## Records shown
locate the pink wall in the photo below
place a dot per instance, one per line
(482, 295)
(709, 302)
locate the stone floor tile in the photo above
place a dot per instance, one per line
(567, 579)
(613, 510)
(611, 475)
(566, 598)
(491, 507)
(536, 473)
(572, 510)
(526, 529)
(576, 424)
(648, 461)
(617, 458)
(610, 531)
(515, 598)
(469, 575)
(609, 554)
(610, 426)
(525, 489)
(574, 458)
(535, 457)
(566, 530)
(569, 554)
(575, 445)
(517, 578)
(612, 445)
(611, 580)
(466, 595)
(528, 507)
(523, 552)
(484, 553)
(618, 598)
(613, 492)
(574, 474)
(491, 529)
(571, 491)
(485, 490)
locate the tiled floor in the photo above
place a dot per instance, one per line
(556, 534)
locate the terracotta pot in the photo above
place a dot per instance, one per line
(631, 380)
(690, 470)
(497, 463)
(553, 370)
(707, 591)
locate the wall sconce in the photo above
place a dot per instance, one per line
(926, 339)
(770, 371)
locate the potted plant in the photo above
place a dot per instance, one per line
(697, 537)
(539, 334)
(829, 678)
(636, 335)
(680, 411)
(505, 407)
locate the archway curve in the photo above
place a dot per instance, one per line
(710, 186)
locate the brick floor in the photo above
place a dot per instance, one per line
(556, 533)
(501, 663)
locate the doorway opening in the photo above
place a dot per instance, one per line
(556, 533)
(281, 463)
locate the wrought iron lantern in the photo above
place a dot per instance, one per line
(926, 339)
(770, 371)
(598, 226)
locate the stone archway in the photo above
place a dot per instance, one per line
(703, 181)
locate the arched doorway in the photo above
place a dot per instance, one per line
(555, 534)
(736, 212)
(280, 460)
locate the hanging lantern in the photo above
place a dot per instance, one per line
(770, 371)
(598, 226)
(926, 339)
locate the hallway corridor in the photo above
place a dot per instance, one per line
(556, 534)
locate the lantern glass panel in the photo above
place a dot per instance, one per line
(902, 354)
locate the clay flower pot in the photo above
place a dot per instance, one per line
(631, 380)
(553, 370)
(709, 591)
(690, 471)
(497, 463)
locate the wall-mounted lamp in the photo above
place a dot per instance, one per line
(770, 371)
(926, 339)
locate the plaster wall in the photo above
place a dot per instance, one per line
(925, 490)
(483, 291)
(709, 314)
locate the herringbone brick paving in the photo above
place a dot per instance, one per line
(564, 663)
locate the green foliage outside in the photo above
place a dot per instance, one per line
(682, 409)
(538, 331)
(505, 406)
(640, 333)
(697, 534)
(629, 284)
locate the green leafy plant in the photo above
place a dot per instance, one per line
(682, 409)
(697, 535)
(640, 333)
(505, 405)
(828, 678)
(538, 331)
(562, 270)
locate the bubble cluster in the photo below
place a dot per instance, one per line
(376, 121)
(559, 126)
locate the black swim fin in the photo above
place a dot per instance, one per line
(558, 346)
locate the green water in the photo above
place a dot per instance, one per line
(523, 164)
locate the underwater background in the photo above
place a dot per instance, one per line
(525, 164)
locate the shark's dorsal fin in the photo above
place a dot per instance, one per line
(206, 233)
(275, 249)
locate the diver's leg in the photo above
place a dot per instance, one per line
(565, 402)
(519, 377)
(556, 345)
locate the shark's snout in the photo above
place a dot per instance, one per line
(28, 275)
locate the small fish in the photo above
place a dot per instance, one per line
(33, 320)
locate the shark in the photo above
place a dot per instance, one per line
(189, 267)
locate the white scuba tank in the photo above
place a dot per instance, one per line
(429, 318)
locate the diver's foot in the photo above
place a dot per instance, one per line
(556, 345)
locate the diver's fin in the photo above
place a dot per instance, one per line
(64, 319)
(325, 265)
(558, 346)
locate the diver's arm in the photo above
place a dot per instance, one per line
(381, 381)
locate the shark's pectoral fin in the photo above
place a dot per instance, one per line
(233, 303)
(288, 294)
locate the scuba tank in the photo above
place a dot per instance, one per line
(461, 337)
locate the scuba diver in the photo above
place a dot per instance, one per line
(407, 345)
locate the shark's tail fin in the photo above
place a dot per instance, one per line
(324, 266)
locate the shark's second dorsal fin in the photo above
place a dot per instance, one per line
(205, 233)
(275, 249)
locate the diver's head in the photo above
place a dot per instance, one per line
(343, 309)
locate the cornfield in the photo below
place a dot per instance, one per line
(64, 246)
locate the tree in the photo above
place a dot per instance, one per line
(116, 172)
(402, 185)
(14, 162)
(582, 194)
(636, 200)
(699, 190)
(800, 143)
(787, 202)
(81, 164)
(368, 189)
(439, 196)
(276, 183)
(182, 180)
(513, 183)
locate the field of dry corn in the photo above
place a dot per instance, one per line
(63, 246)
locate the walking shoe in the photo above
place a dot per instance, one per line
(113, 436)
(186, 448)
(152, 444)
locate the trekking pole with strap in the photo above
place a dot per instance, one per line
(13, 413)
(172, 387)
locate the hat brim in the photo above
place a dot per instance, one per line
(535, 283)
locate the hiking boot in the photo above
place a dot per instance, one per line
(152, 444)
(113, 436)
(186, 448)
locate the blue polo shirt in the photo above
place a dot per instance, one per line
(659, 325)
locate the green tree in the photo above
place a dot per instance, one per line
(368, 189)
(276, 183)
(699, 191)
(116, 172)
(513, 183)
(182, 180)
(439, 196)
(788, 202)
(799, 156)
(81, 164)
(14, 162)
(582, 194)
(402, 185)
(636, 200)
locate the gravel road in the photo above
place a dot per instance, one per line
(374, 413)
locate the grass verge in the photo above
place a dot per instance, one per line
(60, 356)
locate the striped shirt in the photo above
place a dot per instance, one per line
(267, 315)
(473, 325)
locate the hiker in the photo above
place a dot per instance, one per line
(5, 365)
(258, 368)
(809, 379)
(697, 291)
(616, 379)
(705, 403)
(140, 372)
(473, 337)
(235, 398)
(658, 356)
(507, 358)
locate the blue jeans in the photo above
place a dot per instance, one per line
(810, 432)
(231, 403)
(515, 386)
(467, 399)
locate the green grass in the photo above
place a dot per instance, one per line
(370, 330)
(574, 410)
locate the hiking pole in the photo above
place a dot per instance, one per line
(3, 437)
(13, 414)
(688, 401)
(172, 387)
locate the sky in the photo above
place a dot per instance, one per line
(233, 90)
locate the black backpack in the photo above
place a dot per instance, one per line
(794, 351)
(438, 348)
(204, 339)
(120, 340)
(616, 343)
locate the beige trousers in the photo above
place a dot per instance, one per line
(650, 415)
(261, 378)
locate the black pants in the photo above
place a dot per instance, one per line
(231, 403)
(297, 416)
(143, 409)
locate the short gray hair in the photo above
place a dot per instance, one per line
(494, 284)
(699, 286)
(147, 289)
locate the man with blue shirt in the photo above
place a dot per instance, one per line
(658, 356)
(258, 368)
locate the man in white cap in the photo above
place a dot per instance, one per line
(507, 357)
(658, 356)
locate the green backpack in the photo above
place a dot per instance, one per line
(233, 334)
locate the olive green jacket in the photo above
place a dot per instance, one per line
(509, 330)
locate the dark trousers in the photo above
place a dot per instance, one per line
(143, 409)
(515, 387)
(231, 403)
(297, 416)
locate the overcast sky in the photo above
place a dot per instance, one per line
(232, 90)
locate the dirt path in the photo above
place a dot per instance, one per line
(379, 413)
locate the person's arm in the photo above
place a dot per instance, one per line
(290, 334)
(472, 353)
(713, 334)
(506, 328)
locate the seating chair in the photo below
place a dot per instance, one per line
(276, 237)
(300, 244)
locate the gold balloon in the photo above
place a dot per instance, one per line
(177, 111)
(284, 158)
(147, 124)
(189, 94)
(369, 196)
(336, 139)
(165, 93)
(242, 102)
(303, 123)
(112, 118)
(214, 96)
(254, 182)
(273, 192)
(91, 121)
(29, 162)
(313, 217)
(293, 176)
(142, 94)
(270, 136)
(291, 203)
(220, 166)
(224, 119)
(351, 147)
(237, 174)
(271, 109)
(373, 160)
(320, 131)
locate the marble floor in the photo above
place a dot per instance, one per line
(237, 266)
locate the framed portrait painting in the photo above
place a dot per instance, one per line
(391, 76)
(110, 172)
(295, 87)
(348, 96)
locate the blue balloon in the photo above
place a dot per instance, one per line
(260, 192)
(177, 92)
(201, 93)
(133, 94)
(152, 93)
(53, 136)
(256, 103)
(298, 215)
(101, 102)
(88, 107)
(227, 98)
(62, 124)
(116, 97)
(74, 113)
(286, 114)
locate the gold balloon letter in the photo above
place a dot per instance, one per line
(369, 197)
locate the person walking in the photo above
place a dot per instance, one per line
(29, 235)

## Exercise brief
Starting from the line containing "locate the marble floor in the photo above", repeat each line through the end of the entries, exactly.

## Task solution
locate the marble floor in the photo above
place a dot per instance, one per line
(237, 266)
locate the framed portrait painting in the photo above
place a dot per instance, one per line
(391, 76)
(110, 172)
(295, 87)
(348, 96)
locate the blue balloon in the photo above
place a dot per instance, one per line
(260, 192)
(177, 92)
(201, 93)
(133, 94)
(152, 93)
(53, 136)
(256, 103)
(298, 215)
(101, 102)
(88, 107)
(227, 98)
(62, 124)
(116, 97)
(74, 113)
(286, 114)
locate the gold balloon letter in the photo above
place a dot per instance, one per line
(369, 197)
locate the person walking in the photo above
place a dot per instance, one per line
(29, 235)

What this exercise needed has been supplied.